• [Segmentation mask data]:
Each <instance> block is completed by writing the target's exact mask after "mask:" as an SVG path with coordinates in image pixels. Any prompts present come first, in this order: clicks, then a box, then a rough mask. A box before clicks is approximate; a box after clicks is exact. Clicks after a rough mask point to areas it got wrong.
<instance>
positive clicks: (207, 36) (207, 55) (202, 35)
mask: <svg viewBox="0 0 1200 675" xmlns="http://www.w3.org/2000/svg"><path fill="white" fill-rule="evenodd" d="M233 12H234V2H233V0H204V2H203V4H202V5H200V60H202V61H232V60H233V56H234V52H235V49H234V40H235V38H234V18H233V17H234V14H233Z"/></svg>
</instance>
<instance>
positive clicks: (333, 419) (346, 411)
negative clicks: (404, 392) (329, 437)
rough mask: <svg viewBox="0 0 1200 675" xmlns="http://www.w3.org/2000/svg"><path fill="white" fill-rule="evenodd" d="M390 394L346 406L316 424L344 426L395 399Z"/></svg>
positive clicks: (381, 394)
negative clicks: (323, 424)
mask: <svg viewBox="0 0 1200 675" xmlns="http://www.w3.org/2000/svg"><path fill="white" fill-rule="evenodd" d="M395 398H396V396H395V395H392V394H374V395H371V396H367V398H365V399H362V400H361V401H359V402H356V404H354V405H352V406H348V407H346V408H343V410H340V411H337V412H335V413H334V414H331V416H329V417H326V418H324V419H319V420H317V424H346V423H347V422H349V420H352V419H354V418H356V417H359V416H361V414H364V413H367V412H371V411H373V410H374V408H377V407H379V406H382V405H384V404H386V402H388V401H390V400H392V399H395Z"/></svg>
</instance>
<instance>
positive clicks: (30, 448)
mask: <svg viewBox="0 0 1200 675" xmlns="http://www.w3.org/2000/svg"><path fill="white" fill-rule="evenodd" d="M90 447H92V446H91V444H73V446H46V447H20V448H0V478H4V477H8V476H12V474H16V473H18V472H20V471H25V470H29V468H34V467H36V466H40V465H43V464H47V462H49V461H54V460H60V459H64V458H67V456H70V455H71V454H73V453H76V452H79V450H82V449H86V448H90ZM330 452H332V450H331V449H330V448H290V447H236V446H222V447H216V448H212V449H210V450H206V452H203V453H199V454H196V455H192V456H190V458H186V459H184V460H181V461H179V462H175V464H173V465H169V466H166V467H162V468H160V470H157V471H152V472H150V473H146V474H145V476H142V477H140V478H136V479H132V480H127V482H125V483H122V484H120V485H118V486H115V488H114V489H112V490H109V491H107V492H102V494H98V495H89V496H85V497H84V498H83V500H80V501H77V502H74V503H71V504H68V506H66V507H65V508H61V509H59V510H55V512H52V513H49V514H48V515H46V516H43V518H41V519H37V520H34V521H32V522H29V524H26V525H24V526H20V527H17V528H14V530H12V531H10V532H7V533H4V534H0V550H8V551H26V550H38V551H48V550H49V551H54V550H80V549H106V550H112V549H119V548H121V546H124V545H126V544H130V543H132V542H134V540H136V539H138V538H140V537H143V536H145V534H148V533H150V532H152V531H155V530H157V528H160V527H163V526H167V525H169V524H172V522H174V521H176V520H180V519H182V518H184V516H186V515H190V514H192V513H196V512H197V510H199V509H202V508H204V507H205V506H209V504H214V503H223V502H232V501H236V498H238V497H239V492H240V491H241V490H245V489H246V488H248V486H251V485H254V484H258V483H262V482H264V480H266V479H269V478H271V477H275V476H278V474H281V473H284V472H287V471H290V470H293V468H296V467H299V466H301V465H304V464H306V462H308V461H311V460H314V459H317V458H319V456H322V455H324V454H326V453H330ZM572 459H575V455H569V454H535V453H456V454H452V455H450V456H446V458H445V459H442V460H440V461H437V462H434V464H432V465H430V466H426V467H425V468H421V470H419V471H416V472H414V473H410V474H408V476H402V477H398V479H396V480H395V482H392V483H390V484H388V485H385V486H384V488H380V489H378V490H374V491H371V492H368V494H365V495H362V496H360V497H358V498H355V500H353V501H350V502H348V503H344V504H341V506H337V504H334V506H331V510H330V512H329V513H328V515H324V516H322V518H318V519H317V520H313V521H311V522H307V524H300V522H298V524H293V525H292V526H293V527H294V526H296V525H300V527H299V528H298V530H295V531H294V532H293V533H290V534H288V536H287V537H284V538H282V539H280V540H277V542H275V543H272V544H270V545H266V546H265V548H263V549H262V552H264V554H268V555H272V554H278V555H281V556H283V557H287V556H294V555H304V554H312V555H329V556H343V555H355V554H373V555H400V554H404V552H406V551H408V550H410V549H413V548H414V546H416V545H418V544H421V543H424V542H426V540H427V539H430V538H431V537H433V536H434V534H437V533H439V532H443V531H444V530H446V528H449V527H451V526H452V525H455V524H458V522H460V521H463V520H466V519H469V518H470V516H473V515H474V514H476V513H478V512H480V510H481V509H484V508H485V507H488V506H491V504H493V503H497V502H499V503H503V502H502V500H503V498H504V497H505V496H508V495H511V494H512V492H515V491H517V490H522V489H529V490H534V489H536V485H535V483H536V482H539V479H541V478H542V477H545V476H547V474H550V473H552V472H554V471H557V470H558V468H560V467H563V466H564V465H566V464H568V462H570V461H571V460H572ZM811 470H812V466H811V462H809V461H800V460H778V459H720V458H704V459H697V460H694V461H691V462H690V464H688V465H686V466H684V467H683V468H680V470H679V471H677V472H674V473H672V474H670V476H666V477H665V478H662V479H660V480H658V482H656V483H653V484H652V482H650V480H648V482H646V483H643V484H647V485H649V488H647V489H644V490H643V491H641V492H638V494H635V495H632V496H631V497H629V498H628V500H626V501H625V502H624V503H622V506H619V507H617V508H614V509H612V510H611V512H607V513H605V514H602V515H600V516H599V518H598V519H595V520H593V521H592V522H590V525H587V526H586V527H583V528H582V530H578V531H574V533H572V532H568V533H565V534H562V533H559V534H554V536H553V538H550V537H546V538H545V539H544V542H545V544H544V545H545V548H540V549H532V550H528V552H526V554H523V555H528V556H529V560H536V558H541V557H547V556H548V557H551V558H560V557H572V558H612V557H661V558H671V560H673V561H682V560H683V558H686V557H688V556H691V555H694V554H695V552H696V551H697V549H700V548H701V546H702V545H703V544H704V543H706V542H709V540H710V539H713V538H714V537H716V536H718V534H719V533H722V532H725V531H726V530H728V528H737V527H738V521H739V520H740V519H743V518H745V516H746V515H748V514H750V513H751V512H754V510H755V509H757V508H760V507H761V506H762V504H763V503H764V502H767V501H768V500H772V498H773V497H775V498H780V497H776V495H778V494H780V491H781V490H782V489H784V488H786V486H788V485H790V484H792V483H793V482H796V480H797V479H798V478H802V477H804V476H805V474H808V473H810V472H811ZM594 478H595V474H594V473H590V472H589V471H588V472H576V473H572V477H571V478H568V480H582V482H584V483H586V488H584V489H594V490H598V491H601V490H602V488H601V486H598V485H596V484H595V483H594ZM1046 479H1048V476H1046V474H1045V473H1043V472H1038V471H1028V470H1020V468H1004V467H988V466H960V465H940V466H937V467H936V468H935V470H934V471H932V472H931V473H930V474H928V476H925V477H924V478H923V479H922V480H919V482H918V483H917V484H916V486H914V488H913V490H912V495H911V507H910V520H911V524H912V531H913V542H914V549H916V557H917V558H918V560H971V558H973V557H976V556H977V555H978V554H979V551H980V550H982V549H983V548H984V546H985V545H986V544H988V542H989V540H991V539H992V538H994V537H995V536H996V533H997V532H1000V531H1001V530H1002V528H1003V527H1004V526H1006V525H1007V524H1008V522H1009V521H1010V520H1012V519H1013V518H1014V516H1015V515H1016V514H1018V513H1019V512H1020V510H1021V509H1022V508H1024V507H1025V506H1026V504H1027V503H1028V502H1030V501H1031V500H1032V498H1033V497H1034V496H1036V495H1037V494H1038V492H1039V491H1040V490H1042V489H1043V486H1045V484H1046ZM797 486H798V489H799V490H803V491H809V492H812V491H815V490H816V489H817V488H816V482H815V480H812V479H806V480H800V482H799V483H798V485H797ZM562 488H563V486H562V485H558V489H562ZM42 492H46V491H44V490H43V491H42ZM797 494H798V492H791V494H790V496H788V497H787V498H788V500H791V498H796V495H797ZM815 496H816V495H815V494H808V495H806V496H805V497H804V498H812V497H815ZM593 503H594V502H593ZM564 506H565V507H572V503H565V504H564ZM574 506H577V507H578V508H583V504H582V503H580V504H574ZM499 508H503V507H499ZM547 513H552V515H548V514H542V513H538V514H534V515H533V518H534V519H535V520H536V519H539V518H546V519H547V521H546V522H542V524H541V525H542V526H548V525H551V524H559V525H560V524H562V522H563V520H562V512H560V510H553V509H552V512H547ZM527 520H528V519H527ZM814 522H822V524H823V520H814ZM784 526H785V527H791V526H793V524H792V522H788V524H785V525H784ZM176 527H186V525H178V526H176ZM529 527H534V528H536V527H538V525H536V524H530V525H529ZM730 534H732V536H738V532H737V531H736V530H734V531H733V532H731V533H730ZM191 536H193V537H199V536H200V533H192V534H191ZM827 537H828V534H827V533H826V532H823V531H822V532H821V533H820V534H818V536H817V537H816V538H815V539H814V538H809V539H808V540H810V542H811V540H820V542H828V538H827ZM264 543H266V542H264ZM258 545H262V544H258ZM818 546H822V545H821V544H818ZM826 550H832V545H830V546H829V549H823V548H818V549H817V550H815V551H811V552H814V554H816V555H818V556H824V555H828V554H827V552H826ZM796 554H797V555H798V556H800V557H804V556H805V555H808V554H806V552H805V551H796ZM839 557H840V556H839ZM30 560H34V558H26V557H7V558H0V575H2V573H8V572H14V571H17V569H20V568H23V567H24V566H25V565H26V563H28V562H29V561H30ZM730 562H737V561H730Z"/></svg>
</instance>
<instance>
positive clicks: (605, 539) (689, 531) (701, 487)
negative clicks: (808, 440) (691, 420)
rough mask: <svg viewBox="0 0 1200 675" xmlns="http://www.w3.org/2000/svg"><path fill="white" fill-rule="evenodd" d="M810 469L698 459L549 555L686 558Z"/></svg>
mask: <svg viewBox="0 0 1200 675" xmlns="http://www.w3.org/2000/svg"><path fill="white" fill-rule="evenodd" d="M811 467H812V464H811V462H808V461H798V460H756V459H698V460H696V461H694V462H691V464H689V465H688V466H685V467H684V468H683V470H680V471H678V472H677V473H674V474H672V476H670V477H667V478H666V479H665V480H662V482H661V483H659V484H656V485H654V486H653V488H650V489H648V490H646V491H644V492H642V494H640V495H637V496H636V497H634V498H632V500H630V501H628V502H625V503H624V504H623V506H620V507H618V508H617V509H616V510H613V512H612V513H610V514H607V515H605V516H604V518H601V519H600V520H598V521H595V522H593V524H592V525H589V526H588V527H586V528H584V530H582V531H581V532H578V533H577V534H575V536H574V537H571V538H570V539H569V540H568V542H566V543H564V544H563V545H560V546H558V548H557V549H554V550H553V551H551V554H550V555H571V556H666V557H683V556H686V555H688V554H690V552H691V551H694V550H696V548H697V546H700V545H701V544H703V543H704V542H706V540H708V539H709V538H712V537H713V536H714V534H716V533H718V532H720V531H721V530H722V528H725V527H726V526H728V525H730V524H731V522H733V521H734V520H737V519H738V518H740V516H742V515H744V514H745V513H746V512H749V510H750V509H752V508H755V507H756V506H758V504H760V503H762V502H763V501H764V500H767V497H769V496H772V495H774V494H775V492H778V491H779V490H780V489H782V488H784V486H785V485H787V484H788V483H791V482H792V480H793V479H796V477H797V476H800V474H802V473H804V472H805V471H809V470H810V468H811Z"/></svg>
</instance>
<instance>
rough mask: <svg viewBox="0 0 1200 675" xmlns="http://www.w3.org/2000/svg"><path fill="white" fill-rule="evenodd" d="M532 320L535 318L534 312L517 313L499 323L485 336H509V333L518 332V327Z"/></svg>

• [Brief]:
Using the entries shown above, reproduce verbatim the lines from the line bearing "positive clicks: (605, 539)" to the line bearing "negative clicks: (808, 440) (691, 420)", inclusive.

• [Task output]:
positive clicks: (605, 539) (689, 531) (701, 487)
negative clicks: (808, 440) (691, 420)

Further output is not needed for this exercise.